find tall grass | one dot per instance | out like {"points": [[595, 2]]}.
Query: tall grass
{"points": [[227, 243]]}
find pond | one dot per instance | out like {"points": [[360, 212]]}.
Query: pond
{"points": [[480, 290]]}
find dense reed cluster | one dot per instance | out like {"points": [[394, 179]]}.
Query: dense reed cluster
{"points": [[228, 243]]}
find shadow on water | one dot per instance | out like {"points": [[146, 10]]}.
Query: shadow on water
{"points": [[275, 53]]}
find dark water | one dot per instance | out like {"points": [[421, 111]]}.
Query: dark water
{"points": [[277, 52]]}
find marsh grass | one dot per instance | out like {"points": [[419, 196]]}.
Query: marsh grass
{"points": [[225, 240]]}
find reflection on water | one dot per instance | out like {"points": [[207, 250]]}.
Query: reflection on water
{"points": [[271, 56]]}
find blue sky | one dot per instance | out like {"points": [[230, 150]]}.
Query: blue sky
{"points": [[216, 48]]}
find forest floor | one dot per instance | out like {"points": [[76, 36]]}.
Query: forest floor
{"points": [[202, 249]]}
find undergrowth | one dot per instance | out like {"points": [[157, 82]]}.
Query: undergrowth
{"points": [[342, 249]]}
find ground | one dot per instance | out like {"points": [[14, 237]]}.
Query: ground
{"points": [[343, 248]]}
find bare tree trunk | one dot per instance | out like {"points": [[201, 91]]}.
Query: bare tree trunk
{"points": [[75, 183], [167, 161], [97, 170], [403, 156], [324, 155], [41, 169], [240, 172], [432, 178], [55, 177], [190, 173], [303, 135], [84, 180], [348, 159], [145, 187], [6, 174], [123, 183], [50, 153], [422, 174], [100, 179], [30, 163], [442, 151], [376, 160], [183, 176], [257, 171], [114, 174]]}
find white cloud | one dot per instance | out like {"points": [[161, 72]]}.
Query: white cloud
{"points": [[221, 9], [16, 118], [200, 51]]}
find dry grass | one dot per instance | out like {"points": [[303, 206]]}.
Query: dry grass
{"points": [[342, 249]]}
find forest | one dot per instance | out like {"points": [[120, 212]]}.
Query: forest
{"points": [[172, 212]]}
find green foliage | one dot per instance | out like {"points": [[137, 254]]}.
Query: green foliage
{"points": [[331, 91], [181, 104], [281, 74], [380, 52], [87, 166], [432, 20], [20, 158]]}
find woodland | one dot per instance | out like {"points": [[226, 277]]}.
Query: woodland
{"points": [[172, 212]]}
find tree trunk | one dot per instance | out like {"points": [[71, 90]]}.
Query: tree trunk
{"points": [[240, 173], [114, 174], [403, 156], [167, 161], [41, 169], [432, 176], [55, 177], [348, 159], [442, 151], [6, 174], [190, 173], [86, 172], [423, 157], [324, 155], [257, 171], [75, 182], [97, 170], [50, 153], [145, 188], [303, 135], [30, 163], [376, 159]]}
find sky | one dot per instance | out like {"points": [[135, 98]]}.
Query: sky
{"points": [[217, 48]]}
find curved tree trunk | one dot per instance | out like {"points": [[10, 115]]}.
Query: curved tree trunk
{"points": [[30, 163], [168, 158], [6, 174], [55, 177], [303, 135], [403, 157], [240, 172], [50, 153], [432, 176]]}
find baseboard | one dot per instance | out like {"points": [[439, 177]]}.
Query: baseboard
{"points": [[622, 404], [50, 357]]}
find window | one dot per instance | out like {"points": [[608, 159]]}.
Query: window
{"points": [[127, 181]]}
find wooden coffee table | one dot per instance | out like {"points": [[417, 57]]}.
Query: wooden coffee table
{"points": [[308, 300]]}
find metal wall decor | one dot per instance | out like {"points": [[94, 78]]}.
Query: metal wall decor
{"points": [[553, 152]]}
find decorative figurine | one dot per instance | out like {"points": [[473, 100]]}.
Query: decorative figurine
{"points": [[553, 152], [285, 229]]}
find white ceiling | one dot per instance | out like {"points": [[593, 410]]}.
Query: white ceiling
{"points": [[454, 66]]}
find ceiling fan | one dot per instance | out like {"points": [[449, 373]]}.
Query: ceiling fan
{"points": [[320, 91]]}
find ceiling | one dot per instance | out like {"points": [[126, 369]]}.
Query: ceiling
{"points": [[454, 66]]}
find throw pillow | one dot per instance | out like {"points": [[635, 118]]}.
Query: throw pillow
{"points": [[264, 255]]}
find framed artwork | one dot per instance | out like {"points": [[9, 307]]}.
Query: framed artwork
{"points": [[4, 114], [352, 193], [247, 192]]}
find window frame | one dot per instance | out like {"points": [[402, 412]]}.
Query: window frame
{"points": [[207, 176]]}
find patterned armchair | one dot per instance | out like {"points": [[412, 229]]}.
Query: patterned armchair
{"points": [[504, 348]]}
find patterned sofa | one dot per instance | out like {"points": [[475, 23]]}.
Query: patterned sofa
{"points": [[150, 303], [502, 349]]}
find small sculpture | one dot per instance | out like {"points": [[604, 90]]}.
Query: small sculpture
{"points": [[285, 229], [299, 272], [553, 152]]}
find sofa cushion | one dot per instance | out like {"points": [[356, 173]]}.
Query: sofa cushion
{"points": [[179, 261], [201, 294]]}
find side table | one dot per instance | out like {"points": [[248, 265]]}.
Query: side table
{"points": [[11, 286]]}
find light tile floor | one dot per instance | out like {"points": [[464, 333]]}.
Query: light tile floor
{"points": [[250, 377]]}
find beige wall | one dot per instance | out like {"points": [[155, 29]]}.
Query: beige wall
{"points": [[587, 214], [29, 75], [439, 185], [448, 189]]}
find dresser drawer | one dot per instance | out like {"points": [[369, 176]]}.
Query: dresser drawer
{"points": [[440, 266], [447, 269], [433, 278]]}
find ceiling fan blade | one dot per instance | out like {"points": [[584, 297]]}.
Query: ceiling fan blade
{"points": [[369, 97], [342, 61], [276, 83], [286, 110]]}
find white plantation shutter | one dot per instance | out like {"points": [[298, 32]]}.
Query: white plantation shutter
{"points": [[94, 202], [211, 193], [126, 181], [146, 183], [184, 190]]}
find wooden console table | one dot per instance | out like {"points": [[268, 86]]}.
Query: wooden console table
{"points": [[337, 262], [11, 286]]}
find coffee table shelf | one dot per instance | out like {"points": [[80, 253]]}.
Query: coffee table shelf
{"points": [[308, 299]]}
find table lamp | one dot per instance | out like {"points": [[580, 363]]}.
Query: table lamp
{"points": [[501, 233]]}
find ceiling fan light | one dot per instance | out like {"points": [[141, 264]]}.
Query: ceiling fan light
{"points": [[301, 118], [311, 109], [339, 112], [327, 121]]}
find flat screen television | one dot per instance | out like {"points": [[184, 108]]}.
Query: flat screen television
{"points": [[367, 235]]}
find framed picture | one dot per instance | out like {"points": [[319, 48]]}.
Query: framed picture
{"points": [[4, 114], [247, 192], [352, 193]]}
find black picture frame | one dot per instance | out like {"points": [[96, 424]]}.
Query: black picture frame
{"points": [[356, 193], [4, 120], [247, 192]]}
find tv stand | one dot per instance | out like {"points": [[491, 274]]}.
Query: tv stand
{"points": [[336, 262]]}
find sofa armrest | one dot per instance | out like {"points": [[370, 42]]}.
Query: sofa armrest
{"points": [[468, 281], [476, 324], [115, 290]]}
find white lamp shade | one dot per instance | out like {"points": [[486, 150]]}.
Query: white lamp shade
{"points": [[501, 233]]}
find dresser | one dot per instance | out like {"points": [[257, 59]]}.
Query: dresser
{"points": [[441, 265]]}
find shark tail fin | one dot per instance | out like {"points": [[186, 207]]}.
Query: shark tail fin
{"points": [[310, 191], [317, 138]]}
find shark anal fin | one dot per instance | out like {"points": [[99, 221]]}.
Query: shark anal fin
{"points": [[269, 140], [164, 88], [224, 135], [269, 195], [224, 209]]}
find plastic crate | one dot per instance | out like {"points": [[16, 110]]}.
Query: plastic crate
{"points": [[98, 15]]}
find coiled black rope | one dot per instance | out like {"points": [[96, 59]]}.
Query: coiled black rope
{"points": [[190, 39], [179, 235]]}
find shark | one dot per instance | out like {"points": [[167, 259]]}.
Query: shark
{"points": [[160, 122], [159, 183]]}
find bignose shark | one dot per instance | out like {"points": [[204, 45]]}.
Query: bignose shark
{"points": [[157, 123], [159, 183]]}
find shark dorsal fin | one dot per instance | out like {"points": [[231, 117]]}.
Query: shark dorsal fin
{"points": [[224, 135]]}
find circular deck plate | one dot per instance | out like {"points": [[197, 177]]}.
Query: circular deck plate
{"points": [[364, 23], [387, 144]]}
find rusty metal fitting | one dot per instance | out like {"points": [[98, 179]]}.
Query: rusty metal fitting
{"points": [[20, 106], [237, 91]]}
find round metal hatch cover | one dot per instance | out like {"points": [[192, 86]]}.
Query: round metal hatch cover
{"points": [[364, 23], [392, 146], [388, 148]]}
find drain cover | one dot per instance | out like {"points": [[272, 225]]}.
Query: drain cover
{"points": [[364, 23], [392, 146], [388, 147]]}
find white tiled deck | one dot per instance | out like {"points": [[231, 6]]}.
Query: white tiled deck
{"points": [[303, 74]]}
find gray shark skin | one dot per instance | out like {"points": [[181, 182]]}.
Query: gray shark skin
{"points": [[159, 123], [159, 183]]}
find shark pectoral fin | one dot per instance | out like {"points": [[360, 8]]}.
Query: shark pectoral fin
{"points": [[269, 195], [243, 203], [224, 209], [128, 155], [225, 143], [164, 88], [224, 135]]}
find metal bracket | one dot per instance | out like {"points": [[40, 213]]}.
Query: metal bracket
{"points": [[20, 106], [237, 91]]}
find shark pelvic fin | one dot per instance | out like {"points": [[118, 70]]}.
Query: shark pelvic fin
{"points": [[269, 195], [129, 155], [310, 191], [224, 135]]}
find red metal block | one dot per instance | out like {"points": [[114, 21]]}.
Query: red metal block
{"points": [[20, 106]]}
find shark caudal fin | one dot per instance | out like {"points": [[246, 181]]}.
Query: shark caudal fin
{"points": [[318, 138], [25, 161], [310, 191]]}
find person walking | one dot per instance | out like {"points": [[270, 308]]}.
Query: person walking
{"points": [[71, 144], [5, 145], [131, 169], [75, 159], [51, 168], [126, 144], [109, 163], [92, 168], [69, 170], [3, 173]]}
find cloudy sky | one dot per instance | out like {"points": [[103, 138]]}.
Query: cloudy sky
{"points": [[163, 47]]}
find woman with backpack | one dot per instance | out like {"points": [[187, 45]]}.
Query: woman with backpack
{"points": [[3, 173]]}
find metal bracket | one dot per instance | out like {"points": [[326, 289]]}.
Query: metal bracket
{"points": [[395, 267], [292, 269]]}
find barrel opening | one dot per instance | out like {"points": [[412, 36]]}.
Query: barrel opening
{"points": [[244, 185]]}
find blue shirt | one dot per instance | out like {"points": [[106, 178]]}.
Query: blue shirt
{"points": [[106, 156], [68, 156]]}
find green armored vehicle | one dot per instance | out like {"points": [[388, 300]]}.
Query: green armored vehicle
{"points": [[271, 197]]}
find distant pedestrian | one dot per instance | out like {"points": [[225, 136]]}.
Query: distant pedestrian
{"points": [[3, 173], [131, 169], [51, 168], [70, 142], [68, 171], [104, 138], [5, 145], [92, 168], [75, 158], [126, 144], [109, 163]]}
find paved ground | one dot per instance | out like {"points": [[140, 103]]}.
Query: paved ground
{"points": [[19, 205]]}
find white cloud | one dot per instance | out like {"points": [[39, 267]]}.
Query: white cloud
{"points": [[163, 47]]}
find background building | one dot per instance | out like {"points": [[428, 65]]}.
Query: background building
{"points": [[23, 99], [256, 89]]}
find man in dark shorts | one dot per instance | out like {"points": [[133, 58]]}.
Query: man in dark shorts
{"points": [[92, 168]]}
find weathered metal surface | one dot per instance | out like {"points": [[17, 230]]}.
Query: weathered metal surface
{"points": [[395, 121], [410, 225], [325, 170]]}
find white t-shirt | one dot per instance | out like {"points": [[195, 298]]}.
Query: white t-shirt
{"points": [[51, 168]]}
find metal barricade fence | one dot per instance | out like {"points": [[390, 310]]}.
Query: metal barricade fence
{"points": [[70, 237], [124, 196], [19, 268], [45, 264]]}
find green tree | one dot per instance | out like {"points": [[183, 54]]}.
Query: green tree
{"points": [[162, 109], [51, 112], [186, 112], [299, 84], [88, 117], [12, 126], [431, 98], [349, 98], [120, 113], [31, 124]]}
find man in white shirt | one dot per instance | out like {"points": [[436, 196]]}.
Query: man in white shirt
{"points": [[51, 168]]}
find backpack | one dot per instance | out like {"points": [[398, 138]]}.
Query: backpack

---

* _What needs to be done_: Everything above from the line containing "Query: bignose shark" down to the line containing "find rusty metal" is to be transcribed exactly, with both of those lines included and nothing else added.

* _Task answer_:
Query: bignose shark
{"points": [[157, 123], [159, 183]]}
find shark dorsal fin | one dot per instance | out like {"points": [[231, 117]]}.
Query: shark dorsal fin
{"points": [[224, 135]]}
find circular deck plate | one dot per instance | out like {"points": [[197, 177]]}.
Query: circular deck plate
{"points": [[364, 23], [387, 144]]}
find rusty metal fitting | one dot per instance | out like {"points": [[98, 179]]}.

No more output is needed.